Cincinnati, Ohio - Wrongful Death lawyer represented Plaintiffs-appellants with bringing claims for wrongful death.

In October 2017, defendants-appellees Q5 Talent, L.L.C., and Hire
Solution, L.L.C., (collectively “Q5”) entered into an agreement with defendant Dayton
Corrugated Packaging Corporation (“DCPC”) to provide temporary workers to DCPC.
Per the agreement, Q5 would pay the worker and invoice DCPC for the cost. The
worker was to be considered an “independent contractor” to DCPC. Tiffany Davis was
hired by Q5 and placed in a pool of applicants for open commercial trucking positions
with DCPC. DCPC selected Davis for a position.
{¶2} On August 14, 2018, Davis was assigned by DCPC to drive a route in
Cincinnati, Ohio. She was driving a tractor trailer leased by DCPC that displayed
DCPC’s Public Utilities Commission of Ohio (“P.U.C.O.”) number and DCPC’s United
States Department of Transportation (“D.O.T.”) number. Davis illegally drove the
tractor trailer eastbound on Columbia Parkway
1 and allegedly attempted an illegal left
turn or U-turn. As Davis was making the turn, Jordan Alexander drove her motorcycle
over the crest of a hill eastbound on Columbia Parkway and collided with the tractor
trailer. Alexander died of her injuries at the scene.
{¶3} Plaintiffs-appellants Teresa Alexander and Daniel Deters, coadministrators of Alexander’s estate, brought claims for wrongful death and
survivorship against Davis, DCPC, and Q5, negligent hiring and retention against
DCPC and Q5, and negligent supervision against DCPC.
1 Cincinnati Municipal Code 506-66 prohibits any vehicle containing more than two axles and four
wheels from driving on Columbia Parkway from Fifth and Pike Streets to Delta Avenue.
{¶4} Q5 moved for summary judgment on all claims against it on the basis
that Davis was a statutory employee of DCPC at the time of the crash, and therefore,
Q5 could not be held liable pursuant to the Ohio Supreme Court’s decision in Wyckoff
Trucking, Inc. v. Marsh Bros. Trucking Serv., Inc., 58 Ohio St.3d 261, 569 N.E.2d
1049 (1991). The trial court granted Q5’s motion for summary judgment. Plaintiffs
filed a motion for reconsideration regarding their claim for negligent hiring and
retention. The court denied the motion and amended its judgment entry to certify that
there was no just reason to delay an appeal.

## EXERCISE 1
According to the court excerpt, on what date was Davis assigned by DCPC to drive a route in Cincinnati?
## EXERCISE 2
Extend the court excerpt, picking up right after its final sentence.
The items that follow the court excerpt play no part in the work.

## EXTRACTED MATERIAL
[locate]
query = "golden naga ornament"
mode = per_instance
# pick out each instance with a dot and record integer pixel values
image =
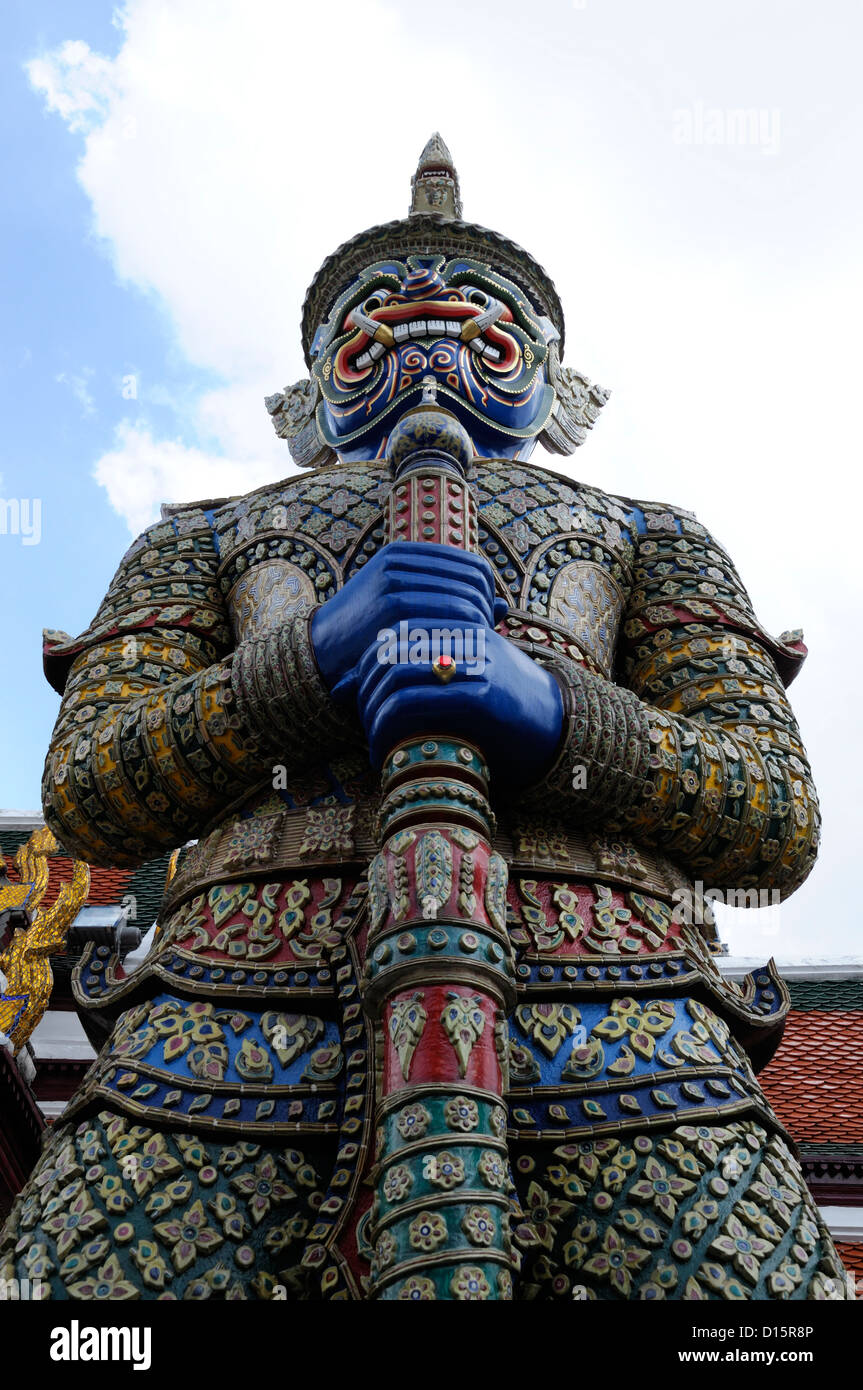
(25, 970)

## EXPECTED ANSWER 1
August 14, 2018.

## EXPECTED ANSWER 2
{¶5} Plaintiffs have appealed. In their sole assignment of error, they argue
that the trial court erred in ruling that Q5 was immune from liability for plaintiffs’
claims for wrongful death, survivorship, and negligent hiring and retention. For the
reasons discussed below, the sole assignment of error is sustained. The trial court’s
judgment is reversed and the cause is remanded for further proceedings.
Sole Assignment of Error
{¶6} Summary judgment is appropriate when there exists no genuine issue
of material fact, the party moving for summary judgment is entitled to judgment as a
matter of law, and the evidence, when viewed in favor of the nonmoving party, permits
only one reasonable conclusion that is adverse to that party. Hefler v. Remke Mkts.,
Inc., 1st Dist. Hamilton No. C-200364, 2021-Ohio-2694, ¶ 7. We review a grant of
summary judgment de novo. Id.
{¶7} Central to the trial court’s holding and this appeal is the Ohio Supreme
Court’s decision in Wyckoff, 58 Ohio St.3d 261, 569 N.E.2d 1049. In Wyckoff, the
driver of the tractor trailer rig, Clinton Bell, worked for Wyckoff Trucking, Inc.,
(“Wyckoff”), which owned the rig. Id. at syllabus. Wyckoff leased the rig and Bell’s
services to C.J. Rogers Trucking Co. (“Rogers”). Per the lease, Rogers had exclusive
possession, control, and responsibility of the rig. Id. However, Wyckoff and Rogers
had a verbal agreement that the rig could be “trip-leased” to other companies when it
was not being utilized by Rogers. Id.
{¶8} On the day of the accident, Bell completed delivery of a shipment for a
company not involved in the suit. Id. Bell then telephoned Marsh Brothers Trucking
Service, Inc., (“Marsh”) to inquire about trip-leasing the rig to pick up a shipment for
Marsh. Marsh directed Bell to pick up a shipment from Armco Steel and then come to
Marsh’s office in Dayton in order to complete the paperwork for the trip-lease. Id. On
his way to Armco Steel, Bell’s rig collided with a vehicle driven by the plaintiff, Thomas
Howard. Id. Rogers’s Interstate Commerce Commission (“I.C.C.”)2 and P.U.C.O.
placards were displayed on the side of the rig. Id.
{¶9} Howard sued Bell, Rogers, Wyckoff and other parties. Bell and Wyckoff
requested a declaratory judgment to determine whether Rogers and Marsh, along with
their insurance companies, were required to defend and indemnify them.Id. The court
of appeals, citing respondeat superior principles and the Ohio Supreme Court’s
decision in Thornberry v. Oyler Bros., Inc., 164 Ohio St. 395, 131 N.E. 2d 383 (1955),
held that Marsh was jointly and severally liable with Wyckoff for the injuries and
Rogers was not liable because Bell was not acting in the business of Rogers at the time
of the crash. Wyckoff at syllabus.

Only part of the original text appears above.